** Your assignment **
The entries below hold a line with "target: window frame" and a line with "target: brick ledge". Return those lines and all that lie between them, exactly and only.

******************************

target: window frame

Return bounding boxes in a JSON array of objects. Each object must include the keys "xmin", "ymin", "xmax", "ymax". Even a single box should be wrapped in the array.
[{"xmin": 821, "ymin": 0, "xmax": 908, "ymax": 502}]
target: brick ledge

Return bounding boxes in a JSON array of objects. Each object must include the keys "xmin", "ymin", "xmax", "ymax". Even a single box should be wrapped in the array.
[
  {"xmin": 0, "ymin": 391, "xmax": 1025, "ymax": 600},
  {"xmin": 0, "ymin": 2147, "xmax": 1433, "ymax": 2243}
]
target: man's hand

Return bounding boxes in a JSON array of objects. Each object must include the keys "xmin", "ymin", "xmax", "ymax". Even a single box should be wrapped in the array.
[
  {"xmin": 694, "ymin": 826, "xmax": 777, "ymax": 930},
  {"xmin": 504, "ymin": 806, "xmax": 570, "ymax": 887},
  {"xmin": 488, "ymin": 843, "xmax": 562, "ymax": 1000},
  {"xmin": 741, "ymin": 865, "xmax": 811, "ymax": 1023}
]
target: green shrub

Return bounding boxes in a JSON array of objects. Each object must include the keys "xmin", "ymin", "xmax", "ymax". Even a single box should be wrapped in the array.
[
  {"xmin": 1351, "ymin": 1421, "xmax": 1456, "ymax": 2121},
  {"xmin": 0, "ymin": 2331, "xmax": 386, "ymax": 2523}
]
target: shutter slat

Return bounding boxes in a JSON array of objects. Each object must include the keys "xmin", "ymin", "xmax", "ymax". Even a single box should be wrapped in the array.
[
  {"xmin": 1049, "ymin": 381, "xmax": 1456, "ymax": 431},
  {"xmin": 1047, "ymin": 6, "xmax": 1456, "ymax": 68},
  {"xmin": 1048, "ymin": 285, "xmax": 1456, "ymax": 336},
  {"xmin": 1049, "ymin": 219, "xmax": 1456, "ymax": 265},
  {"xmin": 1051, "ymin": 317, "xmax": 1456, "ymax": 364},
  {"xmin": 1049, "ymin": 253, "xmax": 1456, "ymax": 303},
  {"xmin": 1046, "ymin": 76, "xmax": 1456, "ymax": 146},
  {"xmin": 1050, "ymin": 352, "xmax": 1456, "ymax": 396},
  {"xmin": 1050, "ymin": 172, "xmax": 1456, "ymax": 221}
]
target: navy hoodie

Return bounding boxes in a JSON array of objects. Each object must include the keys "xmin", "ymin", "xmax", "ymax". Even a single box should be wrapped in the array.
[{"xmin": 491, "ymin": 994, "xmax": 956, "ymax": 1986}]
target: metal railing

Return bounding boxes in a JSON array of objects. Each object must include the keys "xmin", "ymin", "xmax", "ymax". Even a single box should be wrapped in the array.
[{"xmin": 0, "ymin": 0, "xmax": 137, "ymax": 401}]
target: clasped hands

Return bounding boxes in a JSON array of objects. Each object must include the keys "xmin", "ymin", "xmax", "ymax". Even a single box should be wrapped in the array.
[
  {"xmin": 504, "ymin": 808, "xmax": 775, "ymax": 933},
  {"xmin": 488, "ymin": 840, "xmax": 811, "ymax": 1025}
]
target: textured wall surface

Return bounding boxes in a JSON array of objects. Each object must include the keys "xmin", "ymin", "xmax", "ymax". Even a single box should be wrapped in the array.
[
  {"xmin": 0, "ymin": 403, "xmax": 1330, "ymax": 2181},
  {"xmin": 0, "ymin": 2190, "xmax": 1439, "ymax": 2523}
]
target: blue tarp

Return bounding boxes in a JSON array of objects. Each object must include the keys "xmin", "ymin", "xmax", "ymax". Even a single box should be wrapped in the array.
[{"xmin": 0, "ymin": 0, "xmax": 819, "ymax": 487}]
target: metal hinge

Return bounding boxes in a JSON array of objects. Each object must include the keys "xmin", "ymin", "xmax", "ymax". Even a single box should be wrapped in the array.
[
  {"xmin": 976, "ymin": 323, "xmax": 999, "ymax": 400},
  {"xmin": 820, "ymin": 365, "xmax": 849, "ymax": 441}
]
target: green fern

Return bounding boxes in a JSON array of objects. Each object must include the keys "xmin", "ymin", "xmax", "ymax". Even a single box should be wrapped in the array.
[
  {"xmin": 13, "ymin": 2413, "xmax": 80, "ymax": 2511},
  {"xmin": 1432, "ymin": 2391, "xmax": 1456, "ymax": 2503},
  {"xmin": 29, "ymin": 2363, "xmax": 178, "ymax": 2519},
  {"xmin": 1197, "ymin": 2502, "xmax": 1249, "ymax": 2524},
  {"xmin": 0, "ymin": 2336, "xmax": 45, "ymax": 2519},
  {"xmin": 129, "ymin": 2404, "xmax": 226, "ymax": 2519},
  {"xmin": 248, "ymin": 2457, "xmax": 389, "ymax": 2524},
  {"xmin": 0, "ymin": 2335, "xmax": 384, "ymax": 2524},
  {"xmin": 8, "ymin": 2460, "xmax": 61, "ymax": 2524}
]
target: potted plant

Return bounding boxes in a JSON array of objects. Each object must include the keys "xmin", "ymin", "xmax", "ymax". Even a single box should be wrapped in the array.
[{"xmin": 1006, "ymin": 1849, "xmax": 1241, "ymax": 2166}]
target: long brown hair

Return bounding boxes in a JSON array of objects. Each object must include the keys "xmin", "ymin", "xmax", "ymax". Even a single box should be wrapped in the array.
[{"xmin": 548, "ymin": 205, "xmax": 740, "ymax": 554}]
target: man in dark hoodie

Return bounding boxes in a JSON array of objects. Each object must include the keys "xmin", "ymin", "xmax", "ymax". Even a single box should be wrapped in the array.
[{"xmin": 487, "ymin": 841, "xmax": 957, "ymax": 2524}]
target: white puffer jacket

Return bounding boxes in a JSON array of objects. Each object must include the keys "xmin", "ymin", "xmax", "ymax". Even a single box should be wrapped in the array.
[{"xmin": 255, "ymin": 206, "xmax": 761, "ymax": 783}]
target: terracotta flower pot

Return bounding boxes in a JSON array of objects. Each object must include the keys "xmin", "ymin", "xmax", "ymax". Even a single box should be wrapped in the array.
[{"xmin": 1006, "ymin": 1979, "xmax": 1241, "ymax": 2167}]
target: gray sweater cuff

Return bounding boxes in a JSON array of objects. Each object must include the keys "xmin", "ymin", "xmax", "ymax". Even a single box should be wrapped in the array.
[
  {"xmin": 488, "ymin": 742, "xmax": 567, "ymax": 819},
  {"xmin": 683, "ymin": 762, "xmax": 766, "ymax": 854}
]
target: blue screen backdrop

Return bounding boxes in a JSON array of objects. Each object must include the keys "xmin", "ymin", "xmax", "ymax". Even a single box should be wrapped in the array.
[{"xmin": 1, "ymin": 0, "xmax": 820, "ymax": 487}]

******************************

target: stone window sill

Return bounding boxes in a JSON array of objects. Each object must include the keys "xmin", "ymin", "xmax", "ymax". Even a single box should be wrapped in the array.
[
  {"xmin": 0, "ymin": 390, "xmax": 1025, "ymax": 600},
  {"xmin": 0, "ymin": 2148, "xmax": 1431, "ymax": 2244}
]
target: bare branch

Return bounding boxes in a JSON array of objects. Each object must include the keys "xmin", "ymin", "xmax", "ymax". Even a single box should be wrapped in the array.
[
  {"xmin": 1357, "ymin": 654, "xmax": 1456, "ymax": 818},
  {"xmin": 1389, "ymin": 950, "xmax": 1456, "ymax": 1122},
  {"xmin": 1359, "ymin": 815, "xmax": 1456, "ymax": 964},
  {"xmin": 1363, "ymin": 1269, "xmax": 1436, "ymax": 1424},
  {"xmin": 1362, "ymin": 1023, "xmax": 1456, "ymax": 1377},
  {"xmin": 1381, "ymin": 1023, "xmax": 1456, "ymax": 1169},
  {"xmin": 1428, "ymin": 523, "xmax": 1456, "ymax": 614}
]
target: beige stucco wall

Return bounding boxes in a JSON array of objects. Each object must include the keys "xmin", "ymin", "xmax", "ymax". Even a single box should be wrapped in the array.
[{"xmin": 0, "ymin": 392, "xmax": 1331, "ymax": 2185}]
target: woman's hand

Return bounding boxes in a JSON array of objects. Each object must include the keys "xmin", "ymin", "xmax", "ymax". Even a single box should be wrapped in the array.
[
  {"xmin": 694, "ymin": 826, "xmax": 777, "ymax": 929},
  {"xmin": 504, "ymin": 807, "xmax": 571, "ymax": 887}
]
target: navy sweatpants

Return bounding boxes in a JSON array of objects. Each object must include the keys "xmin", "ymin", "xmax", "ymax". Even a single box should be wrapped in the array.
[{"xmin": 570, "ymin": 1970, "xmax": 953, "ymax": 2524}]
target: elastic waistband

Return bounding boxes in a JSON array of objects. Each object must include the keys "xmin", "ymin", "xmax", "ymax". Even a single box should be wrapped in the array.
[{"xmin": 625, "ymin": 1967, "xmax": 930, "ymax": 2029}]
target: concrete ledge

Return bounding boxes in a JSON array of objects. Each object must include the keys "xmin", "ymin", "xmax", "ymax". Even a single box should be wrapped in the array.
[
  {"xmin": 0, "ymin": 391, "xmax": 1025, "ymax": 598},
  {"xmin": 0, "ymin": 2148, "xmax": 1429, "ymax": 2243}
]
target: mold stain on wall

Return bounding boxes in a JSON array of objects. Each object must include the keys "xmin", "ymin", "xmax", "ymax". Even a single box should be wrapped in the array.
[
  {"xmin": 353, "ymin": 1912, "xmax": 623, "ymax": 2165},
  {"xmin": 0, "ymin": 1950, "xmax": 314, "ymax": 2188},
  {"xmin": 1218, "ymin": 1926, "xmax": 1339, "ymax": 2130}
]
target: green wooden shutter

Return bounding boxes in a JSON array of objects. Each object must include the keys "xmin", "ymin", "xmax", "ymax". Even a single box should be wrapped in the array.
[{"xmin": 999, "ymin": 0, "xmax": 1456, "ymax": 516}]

******************************

** Task response **
target: window frame

Return bounding boxes in a JSON array of objects. Each object must include the keys "xmin", "ymin", "xmax", "ymax". Even a single box should be wrapped in the array.
[{"xmin": 821, "ymin": 0, "xmax": 908, "ymax": 502}]
target: brick ledge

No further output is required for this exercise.